— start STORED ROWS —

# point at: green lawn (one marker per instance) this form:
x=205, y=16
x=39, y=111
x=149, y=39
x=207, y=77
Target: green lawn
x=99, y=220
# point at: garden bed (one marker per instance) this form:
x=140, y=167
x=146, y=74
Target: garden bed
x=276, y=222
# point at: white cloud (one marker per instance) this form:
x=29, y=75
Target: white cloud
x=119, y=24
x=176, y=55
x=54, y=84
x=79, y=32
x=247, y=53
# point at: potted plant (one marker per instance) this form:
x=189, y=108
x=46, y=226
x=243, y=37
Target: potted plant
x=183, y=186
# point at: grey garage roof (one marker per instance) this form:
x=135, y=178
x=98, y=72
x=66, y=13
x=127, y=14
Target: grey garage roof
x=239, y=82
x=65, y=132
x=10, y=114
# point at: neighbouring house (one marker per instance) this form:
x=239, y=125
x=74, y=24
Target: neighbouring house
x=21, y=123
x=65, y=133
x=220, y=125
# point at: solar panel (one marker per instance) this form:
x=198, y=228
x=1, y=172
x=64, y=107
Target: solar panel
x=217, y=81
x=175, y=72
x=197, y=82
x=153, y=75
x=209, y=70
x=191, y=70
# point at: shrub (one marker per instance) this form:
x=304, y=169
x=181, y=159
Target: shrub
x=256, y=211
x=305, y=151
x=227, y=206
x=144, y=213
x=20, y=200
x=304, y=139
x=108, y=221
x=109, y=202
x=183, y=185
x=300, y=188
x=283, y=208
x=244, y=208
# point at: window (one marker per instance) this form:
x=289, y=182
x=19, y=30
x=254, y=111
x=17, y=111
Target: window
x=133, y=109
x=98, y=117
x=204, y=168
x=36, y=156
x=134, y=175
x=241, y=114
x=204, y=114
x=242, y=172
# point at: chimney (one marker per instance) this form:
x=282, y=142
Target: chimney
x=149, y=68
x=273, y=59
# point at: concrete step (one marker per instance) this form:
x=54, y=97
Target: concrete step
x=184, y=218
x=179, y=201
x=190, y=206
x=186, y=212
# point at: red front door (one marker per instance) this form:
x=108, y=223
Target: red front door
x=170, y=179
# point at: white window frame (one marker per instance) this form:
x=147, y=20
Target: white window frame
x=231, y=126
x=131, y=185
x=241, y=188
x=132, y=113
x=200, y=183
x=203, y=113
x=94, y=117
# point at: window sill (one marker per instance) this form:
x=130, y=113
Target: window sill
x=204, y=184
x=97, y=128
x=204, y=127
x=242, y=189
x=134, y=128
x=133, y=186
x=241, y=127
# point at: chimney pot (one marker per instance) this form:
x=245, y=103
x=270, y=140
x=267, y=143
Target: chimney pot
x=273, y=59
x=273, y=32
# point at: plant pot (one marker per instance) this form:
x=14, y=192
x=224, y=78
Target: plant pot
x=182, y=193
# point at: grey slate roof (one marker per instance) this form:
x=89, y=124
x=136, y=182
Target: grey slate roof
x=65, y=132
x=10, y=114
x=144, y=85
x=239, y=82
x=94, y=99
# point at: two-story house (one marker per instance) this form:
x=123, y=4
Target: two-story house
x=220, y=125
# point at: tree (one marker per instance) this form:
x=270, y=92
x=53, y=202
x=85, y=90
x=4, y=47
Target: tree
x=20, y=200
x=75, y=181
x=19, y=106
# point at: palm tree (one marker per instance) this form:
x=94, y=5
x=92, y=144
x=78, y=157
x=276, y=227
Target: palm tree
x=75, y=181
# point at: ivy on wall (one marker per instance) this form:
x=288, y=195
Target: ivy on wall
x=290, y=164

— end STORED ROWS —
— start STORED ROWS —

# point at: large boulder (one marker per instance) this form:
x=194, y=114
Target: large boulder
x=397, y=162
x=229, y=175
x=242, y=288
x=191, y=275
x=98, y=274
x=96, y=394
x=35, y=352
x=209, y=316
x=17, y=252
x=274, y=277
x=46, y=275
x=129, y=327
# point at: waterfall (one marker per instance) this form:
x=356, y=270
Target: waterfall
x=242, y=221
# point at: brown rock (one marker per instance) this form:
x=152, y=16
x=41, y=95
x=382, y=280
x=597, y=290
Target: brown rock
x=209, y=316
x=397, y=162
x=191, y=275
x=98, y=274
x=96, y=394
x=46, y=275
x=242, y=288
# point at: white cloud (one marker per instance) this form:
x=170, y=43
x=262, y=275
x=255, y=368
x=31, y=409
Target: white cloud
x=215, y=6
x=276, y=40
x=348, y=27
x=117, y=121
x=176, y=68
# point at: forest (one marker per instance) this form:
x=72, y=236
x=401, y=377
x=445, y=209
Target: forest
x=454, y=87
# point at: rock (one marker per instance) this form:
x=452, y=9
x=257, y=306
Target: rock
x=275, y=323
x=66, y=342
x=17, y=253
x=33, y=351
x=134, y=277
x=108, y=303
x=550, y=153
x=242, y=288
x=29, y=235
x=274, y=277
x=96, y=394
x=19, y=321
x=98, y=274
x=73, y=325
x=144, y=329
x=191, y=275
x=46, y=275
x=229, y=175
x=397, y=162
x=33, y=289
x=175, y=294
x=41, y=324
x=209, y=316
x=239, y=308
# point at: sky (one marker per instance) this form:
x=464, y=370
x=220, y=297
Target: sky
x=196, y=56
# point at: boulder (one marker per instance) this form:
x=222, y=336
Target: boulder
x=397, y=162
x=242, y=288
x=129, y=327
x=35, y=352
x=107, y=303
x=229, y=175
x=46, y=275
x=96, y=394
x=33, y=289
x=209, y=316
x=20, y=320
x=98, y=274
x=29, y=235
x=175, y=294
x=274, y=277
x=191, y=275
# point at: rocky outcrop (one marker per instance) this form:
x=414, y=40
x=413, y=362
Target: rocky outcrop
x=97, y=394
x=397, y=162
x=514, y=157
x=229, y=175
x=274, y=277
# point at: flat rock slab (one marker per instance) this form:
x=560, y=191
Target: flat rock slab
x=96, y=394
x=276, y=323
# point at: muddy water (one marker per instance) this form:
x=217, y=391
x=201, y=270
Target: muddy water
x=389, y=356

— end STORED ROWS —

WHAT IS BEING ASKED:
Put the lines above into a JSON list of strings, one string per line with blank lines left out, starting at the line that contains "# point at: two-story" and ending at the line that contains "x=290, y=164". Include both of those lines and nothing outside that range.

RESPONSE:
[
  "# point at: two-story house (one marker per instance) this form:",
  "x=123, y=4",
  "Target: two-story house",
  "x=220, y=125",
  "# point at: tree (one marker per instance) this form:",
  "x=270, y=92",
  "x=53, y=202",
  "x=85, y=90",
  "x=4, y=47",
  "Target: tree",
  "x=20, y=200",
  "x=75, y=181",
  "x=19, y=106",
  "# point at: palm tree (one marker per instance) this form:",
  "x=94, y=5",
  "x=92, y=144",
  "x=78, y=157",
  "x=276, y=227",
  "Target: palm tree",
  "x=75, y=181",
  "# point at: ivy on wall (one marker per instance) this form:",
  "x=288, y=195",
  "Target: ivy on wall",
  "x=290, y=164"
]